◆ GOAL
Please reproduce every line of the listing between the lines holding "I'd appreciate a quick analysis: locate every silver" and "[261,0,580,304]", inclusive, changing nothing except the bounding-box coordinates in the answers. Scale each of those coordinates by 1.4, round to whole numbers with halves going up, and return only those lines.

◆ ENTRIES SHOWN
****************

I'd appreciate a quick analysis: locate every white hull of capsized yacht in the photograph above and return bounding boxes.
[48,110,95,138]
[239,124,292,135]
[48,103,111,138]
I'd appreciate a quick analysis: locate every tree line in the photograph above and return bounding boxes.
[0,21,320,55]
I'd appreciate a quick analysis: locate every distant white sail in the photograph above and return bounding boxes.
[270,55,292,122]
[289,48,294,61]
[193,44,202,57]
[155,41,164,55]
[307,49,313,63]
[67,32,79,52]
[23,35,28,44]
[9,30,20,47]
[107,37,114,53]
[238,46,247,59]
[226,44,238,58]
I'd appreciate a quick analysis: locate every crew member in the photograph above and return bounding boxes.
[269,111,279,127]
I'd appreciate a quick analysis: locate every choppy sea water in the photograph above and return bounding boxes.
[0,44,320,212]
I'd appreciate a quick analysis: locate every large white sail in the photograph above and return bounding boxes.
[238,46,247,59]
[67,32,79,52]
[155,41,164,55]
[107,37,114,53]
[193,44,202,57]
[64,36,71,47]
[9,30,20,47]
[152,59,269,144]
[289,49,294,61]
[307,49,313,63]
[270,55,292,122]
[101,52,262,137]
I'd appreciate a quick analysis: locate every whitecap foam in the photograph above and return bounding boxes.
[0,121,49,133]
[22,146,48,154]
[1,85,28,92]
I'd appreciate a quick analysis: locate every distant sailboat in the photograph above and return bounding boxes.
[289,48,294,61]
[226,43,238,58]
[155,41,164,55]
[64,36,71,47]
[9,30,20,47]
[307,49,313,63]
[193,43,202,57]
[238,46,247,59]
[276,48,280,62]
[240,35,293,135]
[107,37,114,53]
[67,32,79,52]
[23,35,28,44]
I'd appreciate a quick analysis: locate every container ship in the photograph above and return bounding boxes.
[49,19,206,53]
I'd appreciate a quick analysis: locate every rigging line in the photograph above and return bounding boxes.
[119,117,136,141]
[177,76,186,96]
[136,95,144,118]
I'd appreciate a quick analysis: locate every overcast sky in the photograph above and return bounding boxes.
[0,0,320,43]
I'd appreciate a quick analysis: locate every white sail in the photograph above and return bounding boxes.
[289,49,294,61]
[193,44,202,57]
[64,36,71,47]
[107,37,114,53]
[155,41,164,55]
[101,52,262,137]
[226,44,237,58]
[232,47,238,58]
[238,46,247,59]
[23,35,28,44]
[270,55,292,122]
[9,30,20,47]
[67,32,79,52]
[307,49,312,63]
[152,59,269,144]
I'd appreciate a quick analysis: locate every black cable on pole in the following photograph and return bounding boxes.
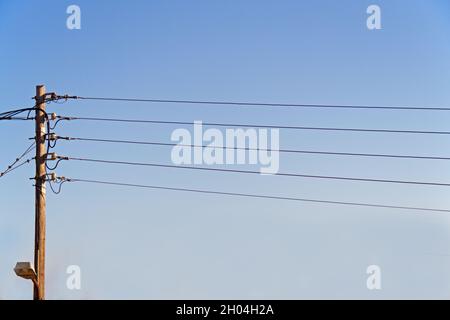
[67,179,450,213]
[65,157,450,187]
[58,137,450,160]
[60,117,450,135]
[76,96,450,111]
[0,142,36,177]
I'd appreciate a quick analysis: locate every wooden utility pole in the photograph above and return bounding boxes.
[33,85,47,300]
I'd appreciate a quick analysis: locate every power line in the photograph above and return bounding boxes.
[73,96,450,111]
[0,142,36,177]
[67,179,450,213]
[60,157,450,187]
[58,137,450,160]
[58,116,450,135]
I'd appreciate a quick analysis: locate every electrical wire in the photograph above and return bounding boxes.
[0,142,36,178]
[67,179,450,213]
[58,137,450,160]
[64,157,450,187]
[73,96,450,111]
[59,116,450,135]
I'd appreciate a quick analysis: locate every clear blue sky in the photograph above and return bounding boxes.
[0,0,450,299]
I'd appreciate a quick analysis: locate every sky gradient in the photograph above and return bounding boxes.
[0,0,450,299]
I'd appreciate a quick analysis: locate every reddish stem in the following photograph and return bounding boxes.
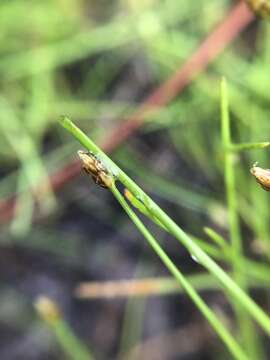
[0,1,254,222]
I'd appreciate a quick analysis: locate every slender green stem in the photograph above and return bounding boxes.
[60,117,270,335]
[34,296,93,360]
[111,185,248,359]
[221,78,258,357]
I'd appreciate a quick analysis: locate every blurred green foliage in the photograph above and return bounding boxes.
[0,0,270,358]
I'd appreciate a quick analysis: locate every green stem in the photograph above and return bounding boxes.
[60,117,270,335]
[221,78,258,357]
[111,185,248,359]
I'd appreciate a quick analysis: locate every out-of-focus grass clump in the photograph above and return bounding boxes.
[0,0,270,358]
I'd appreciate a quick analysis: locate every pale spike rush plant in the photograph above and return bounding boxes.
[60,79,270,359]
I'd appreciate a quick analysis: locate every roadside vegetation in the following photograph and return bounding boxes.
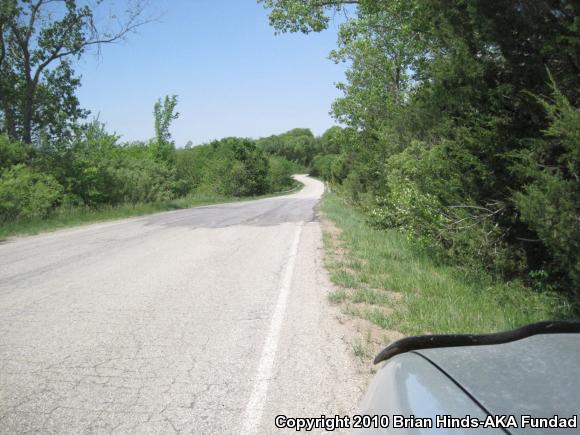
[260,0,580,320]
[0,0,300,237]
[322,193,572,338]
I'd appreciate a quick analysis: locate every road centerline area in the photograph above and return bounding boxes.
[0,176,361,434]
[240,222,303,435]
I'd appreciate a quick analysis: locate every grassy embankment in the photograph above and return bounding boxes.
[322,193,573,346]
[0,181,302,240]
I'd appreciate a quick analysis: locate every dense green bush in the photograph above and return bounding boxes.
[0,164,63,222]
[176,137,270,196]
[514,89,580,294]
[268,156,301,192]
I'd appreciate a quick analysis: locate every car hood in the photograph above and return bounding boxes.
[415,334,580,433]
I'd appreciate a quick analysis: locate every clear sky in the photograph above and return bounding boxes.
[76,0,345,147]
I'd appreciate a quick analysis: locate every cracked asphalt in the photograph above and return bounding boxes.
[0,176,363,434]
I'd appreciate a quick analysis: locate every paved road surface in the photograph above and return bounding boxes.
[0,176,361,434]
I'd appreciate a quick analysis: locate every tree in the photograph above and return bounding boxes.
[153,95,179,161]
[0,0,145,143]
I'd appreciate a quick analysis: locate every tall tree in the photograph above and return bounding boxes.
[0,0,150,143]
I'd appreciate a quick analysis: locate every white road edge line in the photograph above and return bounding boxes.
[240,222,304,435]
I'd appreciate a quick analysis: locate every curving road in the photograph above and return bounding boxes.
[0,176,361,434]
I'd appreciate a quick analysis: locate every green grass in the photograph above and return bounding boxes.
[0,182,302,240]
[322,193,573,335]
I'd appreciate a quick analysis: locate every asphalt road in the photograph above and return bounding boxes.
[0,176,361,434]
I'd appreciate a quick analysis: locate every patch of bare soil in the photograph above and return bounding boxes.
[319,213,404,374]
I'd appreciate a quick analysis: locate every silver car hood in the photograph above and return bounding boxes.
[415,334,580,433]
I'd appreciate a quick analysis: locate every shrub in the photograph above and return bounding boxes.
[0,164,63,222]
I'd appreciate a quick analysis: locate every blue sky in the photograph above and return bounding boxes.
[76,0,345,147]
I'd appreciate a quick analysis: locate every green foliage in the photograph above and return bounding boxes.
[0,134,32,170]
[268,156,301,192]
[0,164,62,222]
[176,137,269,196]
[514,85,580,289]
[0,0,142,143]
[261,0,580,304]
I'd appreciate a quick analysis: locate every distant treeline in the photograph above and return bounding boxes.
[261,0,580,301]
[0,97,300,224]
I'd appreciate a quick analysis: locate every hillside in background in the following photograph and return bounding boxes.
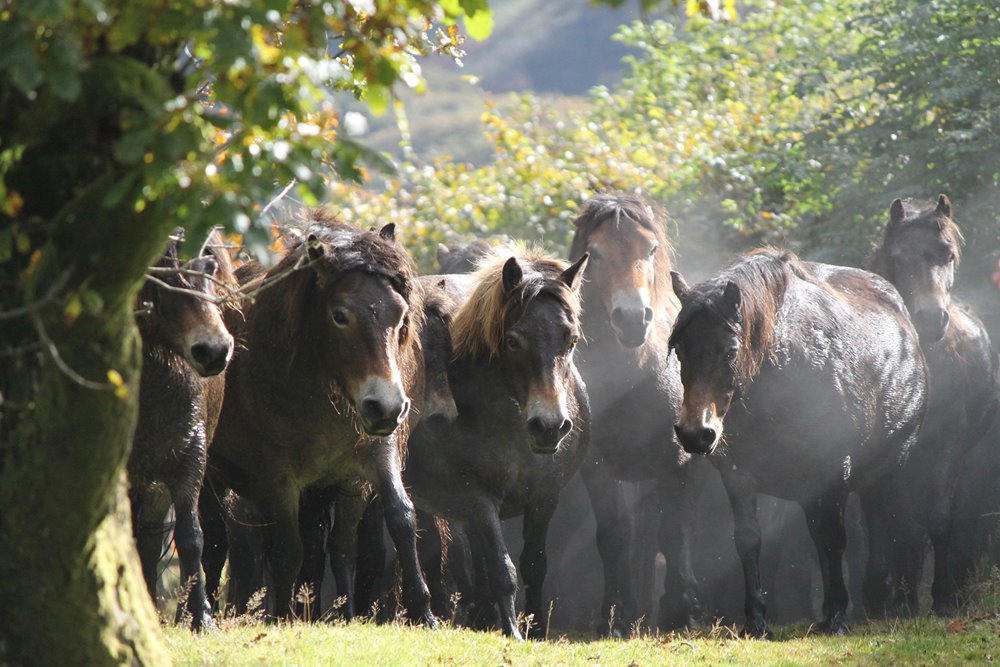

****************

◆ TASK RESPONSE
I'd appreciate a quick analysis: locate every silver car hood in the photograph above and return bounding boxes.
[581,468,812,606]
I'd appreciate a quick analysis: locate every shrub in the photograph above and return bounding boxes.
[0,230,88,311]
I'd appreciate a quick analysis: locate every blue sky in the photograph above and return bounding boxes.
[106,0,483,206]
I'd appreciate a quick analysis: locate every green foliage in the photograph above and return bounding boxes.
[0,188,45,238]
[375,218,421,269]
[0,230,87,311]
[246,192,377,274]
[720,119,812,405]
[0,0,199,200]
[365,0,812,426]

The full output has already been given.